### [WHAT THIS TASK INVOLVES]
The full listing, copied exactly, is the required output.

### [AVAILABLE DATA]
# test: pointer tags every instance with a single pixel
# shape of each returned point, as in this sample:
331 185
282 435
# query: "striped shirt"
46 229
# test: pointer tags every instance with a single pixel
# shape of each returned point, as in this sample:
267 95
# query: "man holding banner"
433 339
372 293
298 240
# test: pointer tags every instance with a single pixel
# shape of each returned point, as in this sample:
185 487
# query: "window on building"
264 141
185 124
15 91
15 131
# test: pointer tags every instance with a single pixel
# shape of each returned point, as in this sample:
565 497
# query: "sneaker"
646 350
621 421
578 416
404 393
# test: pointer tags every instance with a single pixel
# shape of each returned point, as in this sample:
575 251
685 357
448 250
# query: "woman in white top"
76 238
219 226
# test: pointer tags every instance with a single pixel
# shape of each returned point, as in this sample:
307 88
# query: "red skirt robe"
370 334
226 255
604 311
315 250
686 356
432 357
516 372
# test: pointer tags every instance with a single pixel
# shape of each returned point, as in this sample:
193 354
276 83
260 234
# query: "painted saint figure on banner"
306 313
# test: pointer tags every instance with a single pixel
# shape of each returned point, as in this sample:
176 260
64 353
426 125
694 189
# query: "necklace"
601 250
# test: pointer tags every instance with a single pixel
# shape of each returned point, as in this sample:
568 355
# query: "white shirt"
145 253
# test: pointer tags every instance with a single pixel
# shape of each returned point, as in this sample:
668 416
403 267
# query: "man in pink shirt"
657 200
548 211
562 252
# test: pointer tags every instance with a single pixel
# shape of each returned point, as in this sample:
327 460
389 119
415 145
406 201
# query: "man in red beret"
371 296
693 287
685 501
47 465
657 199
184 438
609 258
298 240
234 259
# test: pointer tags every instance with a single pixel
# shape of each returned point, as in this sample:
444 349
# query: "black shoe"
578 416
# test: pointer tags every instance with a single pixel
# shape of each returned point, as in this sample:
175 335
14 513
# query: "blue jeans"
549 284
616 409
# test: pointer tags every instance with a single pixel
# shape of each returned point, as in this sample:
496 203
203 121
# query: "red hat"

### [THE ANSWER]
# test: pointer tags every instance with a single pixel
# shape of each returned point, as in this sample:
331 185
282 435
# query: "striped shirt"
46 229
# test: pointer tags every instance with a single pixel
# shape of each returned point, as in this sample:
267 95
# query: "man holding banner"
433 339
372 293
298 240
# test: pointer tags every instance with a single pixel
# shape of each returned point, as in this sample:
185 487
# query: "window on building"
264 141
185 124
15 91
15 131
# test: pointer tags every instance with a single pixel
# shape of each returned point, as in this sample:
565 497
# query: "sneaker"
646 350
621 421
578 416
404 393
# test: pointer tags every instance with a single pixel
# shape of each returned point, as in this sample:
575 251
685 357
448 250
# query: "woman in white top"
76 238
219 226
# test: pointer tags every instance with a single pixel
# shape of each returned point, as in this sample:
307 88
# query: "red skirt robe"
370 334
226 255
604 311
315 250
686 356
432 357
516 372
# test: pointer tags every instance with a single pixel
# shape of each returned point, as in this sample:
193 354
276 83
260 234
# query: "painted saint figure on banner"
306 313
# test: pointer tags every instance with a single pixel
# shape of each returned point, as in this sample:
176 260
64 353
426 125
694 189
# query: "necklace"
601 250
# test: pointer tags every instance with a single pixel
# shape of each returned point, as in this sample:
568 355
# query: "white shirt"
145 253
# test: pointer tags every instance with a single pixel
# shape of each returned point, as in this sample:
668 416
403 267
# query: "man in pink shirt"
657 200
548 211
562 252
# test: pointer tags every instance with a single pixel
# shape of each returned point, as in this sample:
327 460
389 119
415 145
406 201
# query: "man in red beret"
371 296
693 287
685 501
47 465
657 199
184 438
609 258
298 240
234 259
# test: pointer tags every instance with a single pixel
# shape of each returned point, as in this sample:
444 349
# query: "black shoe"
578 416
# test: pointer tags every instance with a single pixel
# shape of each returned point, as in this sample:
175 335
14 513
# query: "blue jeans"
549 284
616 409
# test: pointer tags every instance with a single pixel
# shape of each returned point, as in this sample:
496 203
203 121
# query: "red hat"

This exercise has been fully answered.